▶ **What this task involves**:
Repeat every record below exactly as written.

*** Opening of Task material ***

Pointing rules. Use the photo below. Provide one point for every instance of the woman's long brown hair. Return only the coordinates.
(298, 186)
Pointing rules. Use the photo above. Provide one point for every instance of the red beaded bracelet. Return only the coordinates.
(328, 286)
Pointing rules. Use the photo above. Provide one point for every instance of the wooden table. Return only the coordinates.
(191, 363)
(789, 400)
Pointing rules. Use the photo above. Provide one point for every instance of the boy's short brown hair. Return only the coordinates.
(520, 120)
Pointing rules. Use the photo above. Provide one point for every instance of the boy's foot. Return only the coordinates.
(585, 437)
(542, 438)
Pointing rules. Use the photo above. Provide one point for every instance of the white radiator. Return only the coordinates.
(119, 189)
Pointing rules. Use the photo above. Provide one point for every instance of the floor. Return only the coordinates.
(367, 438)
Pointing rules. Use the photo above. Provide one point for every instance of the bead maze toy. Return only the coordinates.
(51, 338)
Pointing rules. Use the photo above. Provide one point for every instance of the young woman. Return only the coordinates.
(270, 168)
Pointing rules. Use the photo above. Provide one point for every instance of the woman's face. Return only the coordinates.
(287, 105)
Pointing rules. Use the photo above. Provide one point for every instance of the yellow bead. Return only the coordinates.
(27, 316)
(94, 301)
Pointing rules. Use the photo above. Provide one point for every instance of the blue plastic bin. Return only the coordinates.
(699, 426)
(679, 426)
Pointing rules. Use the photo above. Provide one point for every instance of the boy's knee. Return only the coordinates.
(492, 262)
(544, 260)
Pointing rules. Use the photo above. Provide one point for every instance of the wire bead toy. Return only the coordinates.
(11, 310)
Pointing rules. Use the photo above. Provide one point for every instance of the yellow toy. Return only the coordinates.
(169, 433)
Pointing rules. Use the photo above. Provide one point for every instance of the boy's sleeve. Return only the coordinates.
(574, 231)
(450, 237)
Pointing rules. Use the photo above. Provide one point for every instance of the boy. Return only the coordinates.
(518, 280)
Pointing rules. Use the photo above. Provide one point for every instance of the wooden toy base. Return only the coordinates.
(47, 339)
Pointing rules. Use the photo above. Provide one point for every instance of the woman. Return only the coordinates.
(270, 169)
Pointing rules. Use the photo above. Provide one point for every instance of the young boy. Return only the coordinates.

*** Close of Task material ***

▶ **Worked solution**:
Pointing rules. Use the photo below. Provide one point for every instance of the woman's long brown hair. Return only the coordinates.
(298, 186)
Pointing rules. Use the photo above. Provide one point for every instance of the red beaded bracelet. Return only the coordinates.
(328, 286)
Pointing rules. Use the photo above. Provide one point for every instance of the wooden table. Return only the coordinates.
(191, 363)
(789, 400)
Pointing rules. Use the photo above. Provide one point for every instance of the boy's short brown hair. Return only the coordinates.
(520, 120)
Pointing rules. Use the photo above. Provide one point for every instance of the boy's foot. Return only the coordinates.
(585, 437)
(542, 438)
Pointing rules. Use the photo above. Provide one point for every instance of the white radiator. Return only the coordinates.
(119, 189)
Pointing rules. Use the photo above. Provide one point for every instance of the floor. Return only the coordinates.
(367, 438)
Pointing rules. Use the photo above. Provide one point for every instance of the bead maze toy. Return only the coordinates.
(51, 338)
Pointing rules. Use the photo above. Provide one point for every instance of the young woman. Return only the coordinates.
(270, 168)
Pointing rules. Use the photo above. Provide one point for every instance of the woman's face. Return only the coordinates.
(287, 105)
Pointing rules. Use the photo above. Provide one point for every instance of the yellow bead. Return only the coordinates.
(27, 316)
(94, 301)
Pointing rules. Use the photo above. Provide one point for every instance of the blue plastic bin. Return only the coordinates.
(699, 426)
(679, 426)
Pointing rules. Use the photo above. Provide one point for every instance of the boy's knee. Return only the coordinates.
(492, 262)
(544, 260)
Pointing rules. Use the photo above. Provide one point for every instance of the wire bead toy. Return only the coordinates.
(11, 310)
Pointing rules. Use the photo above. Provide one point for every instance of the yellow toy. Return only the coordinates.
(169, 433)
Pointing rules. Use the photo above. Provide one point for every instance of the boy's sleeve. Return only the coordinates.
(574, 231)
(450, 237)
Pointing rules. Use the photo above. Provide one point for every instance of the boy. Return only the coordinates.
(518, 280)
Pointing rules. Use the photo above. Provide one point for every instance of the wooden toy base. Return only the coordinates.
(47, 339)
Pointing rules. Use the photo above. Provide one point for every instance of the woman. Return only the coordinates.
(270, 169)
Pointing rules. Use the photo above. Provide one point for every instance of the young boy. Return only the coordinates.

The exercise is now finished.